Description of the task: Each entry should be set down exactly as written, except for any picture it holds.

[Source data]
------------------------------------

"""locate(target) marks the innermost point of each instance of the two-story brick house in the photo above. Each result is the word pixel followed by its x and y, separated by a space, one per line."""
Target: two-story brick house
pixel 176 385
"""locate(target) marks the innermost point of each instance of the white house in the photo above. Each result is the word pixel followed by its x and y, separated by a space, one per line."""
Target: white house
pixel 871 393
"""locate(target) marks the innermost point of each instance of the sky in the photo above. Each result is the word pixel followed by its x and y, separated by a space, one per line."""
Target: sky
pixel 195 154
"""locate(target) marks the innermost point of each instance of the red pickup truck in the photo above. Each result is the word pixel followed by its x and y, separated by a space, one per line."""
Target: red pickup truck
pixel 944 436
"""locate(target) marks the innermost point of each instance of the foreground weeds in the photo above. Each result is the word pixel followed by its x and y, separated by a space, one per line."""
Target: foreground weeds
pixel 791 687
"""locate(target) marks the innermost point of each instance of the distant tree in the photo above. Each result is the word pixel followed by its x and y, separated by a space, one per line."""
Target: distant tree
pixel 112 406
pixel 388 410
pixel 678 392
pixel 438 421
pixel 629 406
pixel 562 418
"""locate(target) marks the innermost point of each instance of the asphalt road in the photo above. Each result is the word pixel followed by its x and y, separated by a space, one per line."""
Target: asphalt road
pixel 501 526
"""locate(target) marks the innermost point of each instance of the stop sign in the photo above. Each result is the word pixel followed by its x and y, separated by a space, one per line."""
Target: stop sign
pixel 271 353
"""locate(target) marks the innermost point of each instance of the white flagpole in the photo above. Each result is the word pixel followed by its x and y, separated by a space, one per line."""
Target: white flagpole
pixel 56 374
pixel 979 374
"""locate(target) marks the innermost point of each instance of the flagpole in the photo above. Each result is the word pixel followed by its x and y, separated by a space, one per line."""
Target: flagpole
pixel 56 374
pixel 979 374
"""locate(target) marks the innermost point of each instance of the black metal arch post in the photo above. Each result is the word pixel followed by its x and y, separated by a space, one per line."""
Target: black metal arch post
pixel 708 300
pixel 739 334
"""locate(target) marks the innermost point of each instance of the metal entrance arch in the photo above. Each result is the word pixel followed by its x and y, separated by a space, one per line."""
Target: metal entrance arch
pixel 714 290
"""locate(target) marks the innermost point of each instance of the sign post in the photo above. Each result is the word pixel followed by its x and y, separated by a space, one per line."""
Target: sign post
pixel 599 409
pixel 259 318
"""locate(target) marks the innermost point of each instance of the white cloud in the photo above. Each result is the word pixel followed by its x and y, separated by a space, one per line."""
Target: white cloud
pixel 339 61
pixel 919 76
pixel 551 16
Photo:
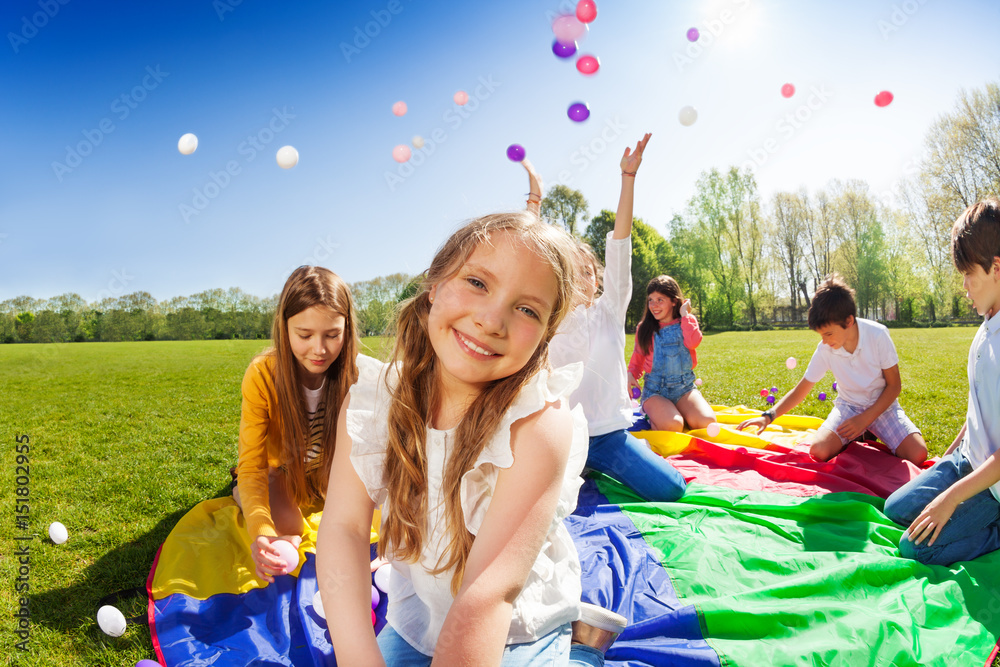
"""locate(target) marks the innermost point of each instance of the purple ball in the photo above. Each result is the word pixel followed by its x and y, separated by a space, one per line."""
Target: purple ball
pixel 515 152
pixel 563 50
pixel 578 112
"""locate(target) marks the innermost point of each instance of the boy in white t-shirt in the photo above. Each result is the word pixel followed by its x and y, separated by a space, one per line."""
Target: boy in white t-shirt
pixel 952 511
pixel 863 360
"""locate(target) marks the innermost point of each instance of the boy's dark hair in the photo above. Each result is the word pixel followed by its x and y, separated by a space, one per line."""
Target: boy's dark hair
pixel 975 237
pixel 832 303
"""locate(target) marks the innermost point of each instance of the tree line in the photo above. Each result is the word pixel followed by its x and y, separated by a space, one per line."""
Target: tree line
pixel 745 260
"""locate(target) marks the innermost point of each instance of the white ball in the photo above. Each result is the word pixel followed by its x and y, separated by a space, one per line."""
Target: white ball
pixel 111 620
pixel 318 605
pixel 288 157
pixel 187 144
pixel 58 533
pixel 687 116
pixel 288 553
pixel 382 577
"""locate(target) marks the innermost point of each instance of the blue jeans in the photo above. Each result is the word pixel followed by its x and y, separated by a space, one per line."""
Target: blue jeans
pixel 974 528
pixel 625 458
pixel 552 649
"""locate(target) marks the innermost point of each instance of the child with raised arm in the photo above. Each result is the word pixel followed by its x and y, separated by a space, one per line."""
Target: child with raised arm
pixel 952 511
pixel 665 343
pixel 292 395
pixel 863 360
pixel 594 333
pixel 472 449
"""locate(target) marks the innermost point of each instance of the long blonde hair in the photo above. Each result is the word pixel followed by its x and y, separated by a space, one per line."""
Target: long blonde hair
pixel 310 286
pixel 416 393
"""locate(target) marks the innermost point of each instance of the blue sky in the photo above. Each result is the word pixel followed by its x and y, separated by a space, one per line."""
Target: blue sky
pixel 96 199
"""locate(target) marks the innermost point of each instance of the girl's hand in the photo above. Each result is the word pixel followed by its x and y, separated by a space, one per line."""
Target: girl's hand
pixel 267 559
pixel 633 158
pixel 931 520
pixel 534 187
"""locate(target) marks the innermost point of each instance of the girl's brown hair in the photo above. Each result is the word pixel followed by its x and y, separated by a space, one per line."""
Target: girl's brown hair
pixel 310 286
pixel 648 325
pixel 415 394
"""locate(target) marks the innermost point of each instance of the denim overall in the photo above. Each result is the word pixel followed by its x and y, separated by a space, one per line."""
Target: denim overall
pixel 672 375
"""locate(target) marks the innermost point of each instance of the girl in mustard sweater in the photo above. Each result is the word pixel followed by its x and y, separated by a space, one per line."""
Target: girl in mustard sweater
pixel 292 395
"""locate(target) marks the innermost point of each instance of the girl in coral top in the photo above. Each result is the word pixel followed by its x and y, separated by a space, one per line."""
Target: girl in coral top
pixel 665 343
pixel 292 395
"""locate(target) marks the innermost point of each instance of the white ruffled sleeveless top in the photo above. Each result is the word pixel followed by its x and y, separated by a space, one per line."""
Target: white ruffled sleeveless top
pixel 418 600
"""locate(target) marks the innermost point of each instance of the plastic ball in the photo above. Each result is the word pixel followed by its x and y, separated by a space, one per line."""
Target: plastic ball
pixel 111 620
pixel 318 605
pixel 287 157
pixel 515 152
pixel 687 116
pixel 401 153
pixel 588 65
pixel 578 112
pixel 382 577
pixel 563 50
pixel 288 553
pixel 586 11
pixel 883 99
pixel 187 144
pixel 58 533
pixel 568 28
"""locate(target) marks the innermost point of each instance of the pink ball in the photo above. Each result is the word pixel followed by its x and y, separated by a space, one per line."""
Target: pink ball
pixel 288 553
pixel 588 64
pixel 568 29
pixel 401 153
pixel 586 11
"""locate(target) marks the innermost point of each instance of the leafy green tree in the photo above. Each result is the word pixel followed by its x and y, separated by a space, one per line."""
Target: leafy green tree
pixel 564 206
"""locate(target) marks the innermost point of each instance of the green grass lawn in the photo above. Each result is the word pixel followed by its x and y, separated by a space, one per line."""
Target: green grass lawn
pixel 126 437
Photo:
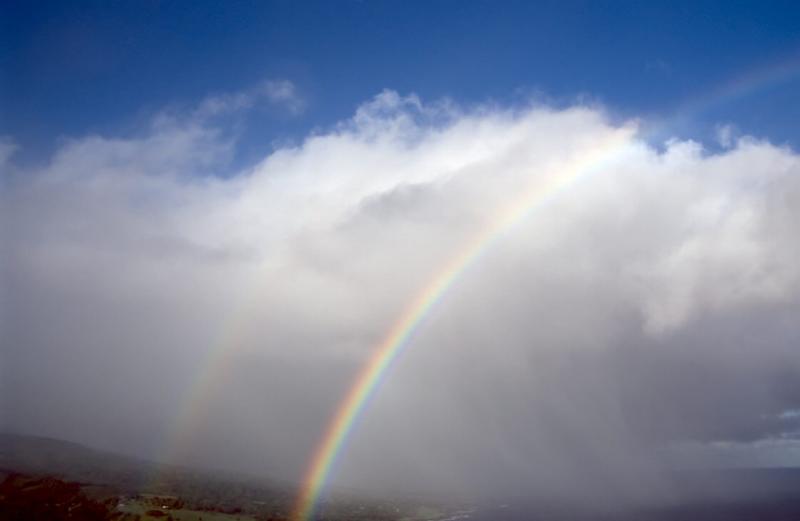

------------------------------------

Reply to the exercise:
"""locate(target) marks the innermost point of each instance of the two-story brick house in the photo above. Each result is the word pixel followed by its x and y, separated by a space, one per line."""
Target: two-story brick house
pixel 176 385
"""locate(target) marks the innermost point of each instance of the white house in the photo above. Each result is the word pixel followed by its x and y, separated by a space, one per line."""
Target: white house
pixel 871 393
"""locate(target) marks the innermost point of each instance of the sky in the photo above. Each result is the word pixel followed by its x and y, separated by a space, one per line."""
Target: sky
pixel 195 154
"""locate(target) marks the innermost point of each instance of the red pickup truck in the photo above. Each result is the word pixel followed by its x and y, separated by a space, one per line."""
Target: red pickup truck
pixel 944 436
"""locate(target) marks the innermost point of each instance of the foreground weeds in the photo above. Each result is the word pixel followed by its x and y, separated by a space, one per line."""
Target: foreground weeds
pixel 791 687
"""locate(target) marks the innermost point of each instance of the distant tree in the photo above. Each result is the word pixel followed by its x and y, separated by a space, one per line."""
Target: distant tree
pixel 112 406
pixel 388 410
pixel 678 392
pixel 438 421
pixel 629 406
pixel 562 418
"""locate(target) marks the innermost point of each instance of the asphalt road in the photo above. Each result is the word pixel followed by its x and y, separated by a space, one per line."""
Target: asphalt road
pixel 501 526
"""locate(target) marks the innermost point of each instance of the stop sign in the photo above. Each result is the word pixel followed by its x and y, separated by a space, one per line."""
Target: stop sign
pixel 271 353
"""locate(target) marks the innermost point of each instance of the white flagpole in the photo above. Each result is the word pixel followed by its x and y, separated by a space, one per line."""
Target: white flagpole
pixel 56 374
pixel 979 374
"""locate(target) marks the innermost point of each instance of the flagpole in the photo above. Each result is the word pixel followed by its x and y, separated by a space, one per line."""
Target: flagpole
pixel 56 374
pixel 979 374
"""locate(target) marks the innermost point of each instance of the black metal arch post in the photo above. Each result is the word pixel followed by its x and y, separated by a space, one per line."""
Target: black metal arch post
pixel 708 300
pixel 739 334
"""locate(target) marks the innermost point of each instance of the metal entrance arch in the photo above. Each result is the word pixel followed by its x and y, separated by a space, one per line."""
Target: metal entrance arch
pixel 714 290
"""locate(target) marks the innermost point of each instance of the sign post in the photo above. Each result is the word pixel followed by its x and y, separated by a space, one per line."""
Target: sign post
pixel 599 409
pixel 259 318
"""locate(target) marks the innermost point of each instance of the white cloud in the photo above. Each result is the word pixel followed by its x and y, separated by a space, one per line."""
Target: white cloud
pixel 339 61
pixel 919 76
pixel 551 16
Photo:
"""locate(target) marks the innermost point of each instance of the purple ball in the photo above. Each result is the word pixel followed by its x and y, separated by a space, one per line."""
Target: purple ball
pixel 515 152
pixel 563 50
pixel 578 112
"""locate(target) marks the innermost point of each instance of the boy in white t-shirt in the photo above. Each result is the word pixel followed by its x and y, separated by a space, one per line."""
Target: boy in white t-shirt
pixel 952 511
pixel 863 360
"""locate(target) marks the innermost point of each instance of the boy's dark hair in the photo above. Each result is the word pixel followed by its x and y, separated by a space, one per line."""
Target: boy's dark hair
pixel 975 237
pixel 832 303
"""locate(target) marks the innermost point of each instance of the tree line in the photo above. Each result is the word pixel followed by its x and y, separated by a space, one per line."""
Target: tree line
pixel 745 260
"""locate(target) marks the innermost point of each instance of the white ball in the photo above. Each result is the word pixel followed by its x and y, separated by a space, one per line."""
Target: white ball
pixel 111 620
pixel 318 605
pixel 288 157
pixel 187 144
pixel 58 533
pixel 687 116
pixel 288 553
pixel 382 577
"""locate(target) marks the innermost point of each instance of the blue jeans in the photo above. Each result is the word pixel followed by its x and y, separated by a space, one per line."""
Target: blue jeans
pixel 974 528
pixel 625 458
pixel 552 649
"""locate(target) marks the innermost point of each instance of the child with raised arm in the photo above. Each result is the word pixel followed by its x and y, separated by a space, one per line."""
Target: child with raised arm
pixel 952 511
pixel 665 343
pixel 292 395
pixel 863 360
pixel 594 333
pixel 472 449
"""locate(target) marks the innermost point of each instance of the long blonde hair in the photo above. Each result is the word pixel followed by its x and y, separated by a space, one per line."""
Target: long blonde hair
pixel 310 286
pixel 416 393
"""locate(target) marks the innermost point of each instance of the blue sky in the photo above. Each result is the word pixel followed by its x and y, separated by a space, one per line."""
Target: blue sky
pixel 96 199
"""locate(target) marks the innermost point of each instance of the girl's hand in the photo above. Each result is the word pixel followed by its x and y, separated by a space, one per line."""
Target: girl's hand
pixel 267 559
pixel 633 158
pixel 931 520
pixel 534 187
"""locate(target) marks the innermost point of each instance of the girl's brown hair in the photo above. Each result is the word pixel followed by its x and y, separated by a space, one per line."""
Target: girl's brown hair
pixel 310 286
pixel 648 325
pixel 415 394
"""locate(target) marks the innermost point of each instance of the denim overall in the photo above. Each result is the word pixel followed by its x and y, separated by a space, one per line."""
Target: denim overall
pixel 672 375
"""locate(target) marks the innermost point of each instance of the girl in mustard sweater in the photo above. Each result is the word pixel followed by its x and y, separated by a space, one per line."""
Target: girl in mustard sweater
pixel 292 395
"""locate(target) marks the innermost point of each instance of the girl in coral top in the photo above. Each result is the word pixel followed by its x and y, separated by a space, one per line."""
Target: girl in coral top
pixel 665 343
pixel 292 395
"""locate(target) marks the innermost point of each instance of the white ruffled sleeveless top in the photo above. Each result is the word pixel followed by its x and y, separated by a space, one per line."""
Target: white ruffled sleeveless top
pixel 418 600
"""locate(target) marks the innermost point of each instance of the plastic ball in the photo above. Each result is the word pixel followed by its x and y, separated by a space, one per line."""
Target: plastic ball
pixel 111 620
pixel 318 605
pixel 287 157
pixel 515 152
pixel 687 116
pixel 401 153
pixel 588 65
pixel 578 112
pixel 382 577
pixel 563 50
pixel 288 553
pixel 586 11
pixel 883 99
pixel 187 144
pixel 58 533
pixel 568 28
"""locate(target) marks the innermost point of each instance of the pink ball in the photo above. Each result is the word pixel followed by its x and y, separated by a space, one per line."""
Target: pink ball
pixel 288 553
pixel 588 64
pixel 568 29
pixel 401 153
pixel 586 11
"""locate(target) marks the innermost point of each instance of the leafy green tree in the photo above. Each result is the word pixel followed by its x and y, separated by a space, one per line."""
Target: leafy green tree
pixel 564 206
"""locate(target) marks the innermost point of each instance of the green grass lawn in the photo above. Each result is the word pixel followed by its x and y, separated by a space, one per line."""
Target: green grass lawn
pixel 126 437
Photo:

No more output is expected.